Your instructions
What is needed is the run of lines from the one with "of the gnarled" through the close of the data, set down exactly.

[Spatial annotation records]
++++++++++
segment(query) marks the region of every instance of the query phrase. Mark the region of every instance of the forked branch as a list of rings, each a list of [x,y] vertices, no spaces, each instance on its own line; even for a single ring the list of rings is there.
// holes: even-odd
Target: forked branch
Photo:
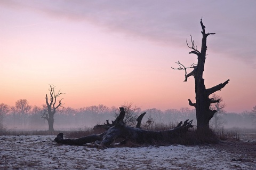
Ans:
[[[191,35],[190,35],[190,38],[191,38],[191,44],[192,44],[192,46],[189,46],[189,45],[188,45],[188,41],[187,40],[186,41],[186,42],[187,43],[187,45],[188,46],[188,47],[189,48],[194,50],[189,52],[189,54],[195,54],[197,55],[200,55],[200,52],[199,52],[199,51],[197,50],[197,46],[196,45],[196,43],[195,44],[195,42],[192,38],[192,36]]]
[[[179,61],[178,61],[178,62],[176,62],[176,63],[179,64],[179,67],[177,68],[172,67],[172,68],[173,69],[179,70],[185,70],[185,80],[184,80],[183,82],[185,82],[187,81],[188,77],[191,76],[195,76],[195,71],[196,71],[196,69],[197,68],[197,66],[195,66],[195,65],[196,65],[196,64],[193,63],[193,64],[191,64],[191,67],[186,67],[185,66],[184,66],[184,65],[181,64]],[[194,70],[190,73],[187,75],[187,69],[189,69],[189,68],[194,68]]]

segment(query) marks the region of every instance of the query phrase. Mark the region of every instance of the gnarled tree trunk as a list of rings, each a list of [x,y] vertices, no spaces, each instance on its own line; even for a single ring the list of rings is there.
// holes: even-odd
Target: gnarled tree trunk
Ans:
[[[197,64],[193,64],[191,67],[186,67],[178,61],[177,63],[179,64],[180,67],[173,69],[185,70],[185,80],[184,82],[187,82],[189,77],[194,76],[195,85],[196,103],[193,103],[189,99],[189,104],[195,107],[196,108],[197,129],[207,132],[209,129],[210,120],[213,117],[217,111],[215,110],[212,110],[210,109],[211,103],[219,102],[220,100],[219,99],[210,99],[209,95],[217,91],[221,90],[228,83],[229,80],[228,79],[224,83],[210,88],[206,89],[205,88],[204,79],[203,78],[203,73],[204,70],[204,64],[206,55],[206,39],[209,35],[215,34],[215,33],[205,33],[205,27],[203,24],[202,19],[200,23],[202,29],[201,33],[203,35],[201,51],[197,50],[196,44],[195,44],[191,36],[191,46],[189,46],[187,42],[188,47],[193,50],[192,51],[189,52],[189,54],[194,54],[197,55]],[[193,68],[193,70],[187,74],[187,69],[189,68]]]
[[[102,133],[75,139],[64,139],[63,134],[61,133],[57,135],[54,141],[58,143],[78,145],[94,142],[95,146],[102,148],[109,147],[116,140],[120,138],[124,139],[123,143],[128,140],[138,143],[151,144],[159,141],[172,143],[175,138],[182,137],[188,131],[188,128],[193,127],[191,125],[192,120],[188,122],[187,119],[183,125],[179,124],[179,126],[172,129],[162,131],[147,131],[126,126],[123,122],[125,114],[124,108],[120,108],[120,114],[115,120],[115,125]]]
++++++++++
Output below
segment(query) marks the region of every instance of the query phrase. Mark the region of every instance of the gnarled tree trunk as a list of rings, each a list of [x,y] vertices, no spaces, each instance on its own line; even for a single ring the list of rings is there.
// holes: even-odd
Target: gnarled tree trunk
Ans:
[[[197,64],[193,64],[191,67],[186,67],[178,61],[177,63],[179,64],[180,67],[173,69],[185,70],[185,80],[184,82],[187,82],[189,77],[194,76],[195,85],[196,103],[193,103],[189,99],[189,104],[195,107],[196,108],[197,129],[207,132],[209,129],[210,120],[213,117],[217,111],[215,110],[212,110],[210,109],[211,103],[219,102],[220,100],[219,99],[210,99],[209,95],[217,91],[221,90],[228,83],[229,80],[228,79],[224,83],[210,88],[206,89],[205,88],[204,79],[203,78],[203,73],[204,70],[204,64],[206,55],[206,39],[209,35],[215,34],[215,33],[205,33],[205,27],[203,24],[202,19],[200,23],[202,29],[201,33],[203,35],[201,51],[197,50],[196,44],[195,44],[191,36],[191,46],[189,46],[187,42],[188,47],[193,50],[192,51],[189,52],[189,54],[194,54],[197,55]],[[193,68],[193,70],[187,74],[187,69],[189,68]]]
[[[102,133],[75,139],[64,139],[63,134],[61,133],[57,135],[54,141],[58,143],[78,145],[94,142],[95,146],[102,148],[109,147],[116,140],[120,138],[124,139],[123,143],[128,140],[138,143],[151,144],[159,141],[172,143],[175,138],[182,137],[188,131],[188,128],[193,127],[191,125],[192,120],[188,122],[187,119],[183,125],[179,124],[179,126],[172,129],[162,131],[147,131],[126,126],[123,122],[125,114],[124,108],[120,108],[120,114],[115,120],[115,125]]]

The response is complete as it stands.